Exercise text:
»»
Mixed connective tissue disease (MCTD)

Mixed connective tissue disease (MCTD), or: Sharp syndrome, is an uncommon, specifically defined, overlap syndrome. MCTD should be suspected when additional overlapping features are present in patients appearing to have rheumatoid arthritis, SLE, scleroderma, or polymyositis. MCTD is characterised by very high titres of circulating antinuclear antibodies (ANA) to a ribonucleoprotein antigen (RNP).

Hand swelling, Raynaud’s syndrome, polyarthralgia, inflammatory myopathy, esophageal hypomotility, and pulmonary dysfunction are common. Diagnosis is by the combination of clinical features, ribonucleoprotein antibodies, and absence of antibodies specific for other autoimmune diseases.

Tests for antinuclear antibodies (ANA), RNP antibodies, and antibodies to ENA are done first. If results of these tests are compatible with MCTD (RNP antibodies very high, positive ANA!), tests for rheumatoid factors, Jo-1 antibodies, antibodies to the ribonuclease-resistant Smith component of ENA (Sm antibodies), and double-stranded DNA (dsDNA antibodies) are done to exclude other possible diagnoses.
««
Continue the text on mixed connective tissue disease, starting after its final sentence. The entries below have no connection to the text on mixed connective tissue disease.

Given records:
»»
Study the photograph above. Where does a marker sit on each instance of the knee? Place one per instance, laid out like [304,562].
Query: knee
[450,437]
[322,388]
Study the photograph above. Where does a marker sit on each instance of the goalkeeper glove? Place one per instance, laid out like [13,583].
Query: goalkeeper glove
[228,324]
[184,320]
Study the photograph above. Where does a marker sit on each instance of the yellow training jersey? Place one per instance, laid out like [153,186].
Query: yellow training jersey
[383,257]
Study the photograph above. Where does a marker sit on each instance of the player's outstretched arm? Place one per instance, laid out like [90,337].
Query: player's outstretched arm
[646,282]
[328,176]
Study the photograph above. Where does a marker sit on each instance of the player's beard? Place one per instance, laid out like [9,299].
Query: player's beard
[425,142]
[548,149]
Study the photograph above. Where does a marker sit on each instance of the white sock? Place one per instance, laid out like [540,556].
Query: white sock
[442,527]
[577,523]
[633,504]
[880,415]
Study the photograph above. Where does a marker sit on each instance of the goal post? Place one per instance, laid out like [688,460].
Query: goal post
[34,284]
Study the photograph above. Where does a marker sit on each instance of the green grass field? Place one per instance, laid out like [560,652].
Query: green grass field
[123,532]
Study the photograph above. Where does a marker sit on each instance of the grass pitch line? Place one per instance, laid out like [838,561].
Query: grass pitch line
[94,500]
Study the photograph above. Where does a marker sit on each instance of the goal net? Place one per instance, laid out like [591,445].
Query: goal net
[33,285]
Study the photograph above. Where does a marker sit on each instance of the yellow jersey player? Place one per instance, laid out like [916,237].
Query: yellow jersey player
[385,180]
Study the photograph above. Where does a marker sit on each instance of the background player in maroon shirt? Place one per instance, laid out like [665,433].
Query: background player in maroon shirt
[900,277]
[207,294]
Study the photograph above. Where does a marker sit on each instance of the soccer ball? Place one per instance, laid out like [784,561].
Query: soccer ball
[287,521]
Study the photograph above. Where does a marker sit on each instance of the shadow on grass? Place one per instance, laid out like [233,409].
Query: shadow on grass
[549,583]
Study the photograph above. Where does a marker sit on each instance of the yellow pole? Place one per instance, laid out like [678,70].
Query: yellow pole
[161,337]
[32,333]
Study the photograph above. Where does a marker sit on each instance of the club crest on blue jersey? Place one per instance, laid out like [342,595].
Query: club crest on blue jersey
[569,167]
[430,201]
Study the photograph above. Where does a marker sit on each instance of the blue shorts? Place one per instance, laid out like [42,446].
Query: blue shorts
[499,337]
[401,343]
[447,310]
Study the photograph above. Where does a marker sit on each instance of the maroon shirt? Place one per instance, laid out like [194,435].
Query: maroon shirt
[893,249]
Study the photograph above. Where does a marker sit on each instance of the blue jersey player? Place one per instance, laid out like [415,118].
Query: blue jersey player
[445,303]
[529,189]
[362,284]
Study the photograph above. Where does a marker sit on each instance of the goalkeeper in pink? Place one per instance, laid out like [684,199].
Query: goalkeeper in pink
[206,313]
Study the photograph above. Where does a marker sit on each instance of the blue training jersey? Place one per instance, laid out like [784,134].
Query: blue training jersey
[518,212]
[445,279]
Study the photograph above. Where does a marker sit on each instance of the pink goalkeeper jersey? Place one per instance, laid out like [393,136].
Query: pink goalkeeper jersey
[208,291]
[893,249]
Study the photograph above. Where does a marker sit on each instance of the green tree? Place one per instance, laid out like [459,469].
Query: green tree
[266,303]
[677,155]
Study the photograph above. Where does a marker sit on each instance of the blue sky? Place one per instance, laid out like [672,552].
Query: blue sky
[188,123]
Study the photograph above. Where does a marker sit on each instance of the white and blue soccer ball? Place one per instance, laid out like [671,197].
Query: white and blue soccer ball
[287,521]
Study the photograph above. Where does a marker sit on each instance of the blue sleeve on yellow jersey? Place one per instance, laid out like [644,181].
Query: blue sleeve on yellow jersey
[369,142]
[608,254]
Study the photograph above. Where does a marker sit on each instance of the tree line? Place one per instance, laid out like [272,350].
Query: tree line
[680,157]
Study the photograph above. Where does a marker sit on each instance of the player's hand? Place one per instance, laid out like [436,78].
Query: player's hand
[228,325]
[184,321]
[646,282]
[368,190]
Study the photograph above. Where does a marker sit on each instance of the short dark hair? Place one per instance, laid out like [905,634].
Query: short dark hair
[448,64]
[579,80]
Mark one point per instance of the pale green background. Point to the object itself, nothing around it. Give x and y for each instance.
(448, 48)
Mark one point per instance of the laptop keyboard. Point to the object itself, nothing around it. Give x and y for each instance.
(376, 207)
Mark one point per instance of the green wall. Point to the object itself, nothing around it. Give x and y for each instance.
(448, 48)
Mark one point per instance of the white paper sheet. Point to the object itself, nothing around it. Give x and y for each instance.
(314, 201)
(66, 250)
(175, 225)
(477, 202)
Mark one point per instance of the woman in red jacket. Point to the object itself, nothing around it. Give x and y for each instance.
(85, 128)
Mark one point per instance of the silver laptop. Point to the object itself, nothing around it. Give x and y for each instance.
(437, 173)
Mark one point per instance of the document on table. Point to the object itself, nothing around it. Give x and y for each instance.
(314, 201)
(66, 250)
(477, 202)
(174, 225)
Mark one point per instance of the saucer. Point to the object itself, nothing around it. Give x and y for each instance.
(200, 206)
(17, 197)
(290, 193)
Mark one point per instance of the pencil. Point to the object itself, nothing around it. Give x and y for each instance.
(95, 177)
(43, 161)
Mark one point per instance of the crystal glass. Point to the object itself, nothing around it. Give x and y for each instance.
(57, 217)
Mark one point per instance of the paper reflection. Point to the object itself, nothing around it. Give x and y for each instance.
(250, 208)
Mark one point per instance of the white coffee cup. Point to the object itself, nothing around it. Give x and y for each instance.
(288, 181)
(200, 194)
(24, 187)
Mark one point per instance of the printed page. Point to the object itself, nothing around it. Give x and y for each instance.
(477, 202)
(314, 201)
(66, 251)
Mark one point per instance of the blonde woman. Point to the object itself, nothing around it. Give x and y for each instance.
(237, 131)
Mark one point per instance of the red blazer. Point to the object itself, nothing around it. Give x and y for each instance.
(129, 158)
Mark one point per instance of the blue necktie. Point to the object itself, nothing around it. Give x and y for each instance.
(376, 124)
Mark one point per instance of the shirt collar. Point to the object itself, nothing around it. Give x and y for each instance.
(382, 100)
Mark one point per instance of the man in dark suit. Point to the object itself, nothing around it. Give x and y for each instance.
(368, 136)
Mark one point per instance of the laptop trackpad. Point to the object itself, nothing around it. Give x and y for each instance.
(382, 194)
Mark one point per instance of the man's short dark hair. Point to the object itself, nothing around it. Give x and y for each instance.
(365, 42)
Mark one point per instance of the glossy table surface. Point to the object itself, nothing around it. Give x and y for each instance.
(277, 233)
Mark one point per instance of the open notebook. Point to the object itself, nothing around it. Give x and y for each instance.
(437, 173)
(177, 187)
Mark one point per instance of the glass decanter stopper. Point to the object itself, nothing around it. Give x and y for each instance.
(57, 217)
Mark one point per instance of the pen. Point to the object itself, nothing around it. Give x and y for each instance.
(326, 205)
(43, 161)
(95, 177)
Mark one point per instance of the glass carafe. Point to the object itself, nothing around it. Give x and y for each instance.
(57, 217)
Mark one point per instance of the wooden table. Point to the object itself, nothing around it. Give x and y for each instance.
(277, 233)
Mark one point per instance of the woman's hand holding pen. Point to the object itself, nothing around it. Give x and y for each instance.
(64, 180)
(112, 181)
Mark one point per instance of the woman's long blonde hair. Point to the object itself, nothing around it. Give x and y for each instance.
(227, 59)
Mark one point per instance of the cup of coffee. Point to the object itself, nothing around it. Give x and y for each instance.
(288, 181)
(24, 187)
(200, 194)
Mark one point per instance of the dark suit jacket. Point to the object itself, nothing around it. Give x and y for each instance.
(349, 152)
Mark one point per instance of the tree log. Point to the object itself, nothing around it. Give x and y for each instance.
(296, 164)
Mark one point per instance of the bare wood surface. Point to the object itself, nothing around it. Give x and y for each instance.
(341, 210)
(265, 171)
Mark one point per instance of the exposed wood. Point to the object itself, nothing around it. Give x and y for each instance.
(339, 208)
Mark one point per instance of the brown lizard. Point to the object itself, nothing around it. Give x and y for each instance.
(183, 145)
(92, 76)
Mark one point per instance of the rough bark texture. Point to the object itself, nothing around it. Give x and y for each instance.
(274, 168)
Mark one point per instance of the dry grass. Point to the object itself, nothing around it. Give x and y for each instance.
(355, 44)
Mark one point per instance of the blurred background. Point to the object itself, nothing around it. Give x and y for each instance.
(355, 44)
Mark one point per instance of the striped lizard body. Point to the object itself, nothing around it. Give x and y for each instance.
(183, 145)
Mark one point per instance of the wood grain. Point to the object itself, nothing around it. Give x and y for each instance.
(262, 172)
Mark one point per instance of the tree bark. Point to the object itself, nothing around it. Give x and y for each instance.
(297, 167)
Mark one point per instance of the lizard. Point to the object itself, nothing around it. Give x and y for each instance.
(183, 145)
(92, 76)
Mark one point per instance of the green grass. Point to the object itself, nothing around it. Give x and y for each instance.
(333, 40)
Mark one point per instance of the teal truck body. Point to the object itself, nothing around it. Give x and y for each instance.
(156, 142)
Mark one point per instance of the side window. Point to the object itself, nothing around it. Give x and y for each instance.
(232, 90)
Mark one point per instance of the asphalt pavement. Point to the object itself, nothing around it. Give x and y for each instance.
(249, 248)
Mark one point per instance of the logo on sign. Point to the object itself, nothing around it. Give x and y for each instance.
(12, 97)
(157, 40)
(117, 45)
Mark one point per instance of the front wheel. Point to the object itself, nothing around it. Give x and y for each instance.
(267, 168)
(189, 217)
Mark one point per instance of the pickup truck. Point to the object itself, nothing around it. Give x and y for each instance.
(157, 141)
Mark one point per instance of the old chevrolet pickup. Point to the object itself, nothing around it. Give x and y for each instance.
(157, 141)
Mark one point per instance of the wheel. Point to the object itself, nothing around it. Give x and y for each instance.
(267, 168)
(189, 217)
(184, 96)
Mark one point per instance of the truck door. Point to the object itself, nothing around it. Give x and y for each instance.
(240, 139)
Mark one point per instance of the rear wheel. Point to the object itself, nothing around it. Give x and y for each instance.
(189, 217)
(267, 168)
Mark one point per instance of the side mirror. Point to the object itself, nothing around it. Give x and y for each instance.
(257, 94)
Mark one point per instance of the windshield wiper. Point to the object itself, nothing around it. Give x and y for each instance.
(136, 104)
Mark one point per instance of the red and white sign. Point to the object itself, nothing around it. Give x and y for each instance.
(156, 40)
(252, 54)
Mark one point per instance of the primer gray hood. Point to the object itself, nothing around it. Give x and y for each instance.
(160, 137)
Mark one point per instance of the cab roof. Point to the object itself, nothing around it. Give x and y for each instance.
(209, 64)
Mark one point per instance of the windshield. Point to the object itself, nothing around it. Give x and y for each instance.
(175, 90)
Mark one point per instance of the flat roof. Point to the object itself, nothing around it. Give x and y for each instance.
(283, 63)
««
Exercise response:
Further evaluation depends on symptoms and signs; manifestations of myositis, renal involvement, or pulmonary involvement prompt tests of those organs (eg., creatine kinase, magnetic resonance imaging, electromyogram, or muscle biopsy for diagnosis of myositis).

Almost all patients have high titres of fluorescent ANA producing a speckled IFA pattern. Antibodies to ENA are usually present at very high titres. RNP antibodies are detectable, whereas Sm antibodies are absent. Rheumatoid factors are frequently positive, and titres are often high. The erythrocyte sedimentation rate (ESR) is frequently elevated.

Treatment of mixed connective tissue disease varies with disease severity and organ involvement but usually includes corticosteroids and sometimes additional immunosuppressants.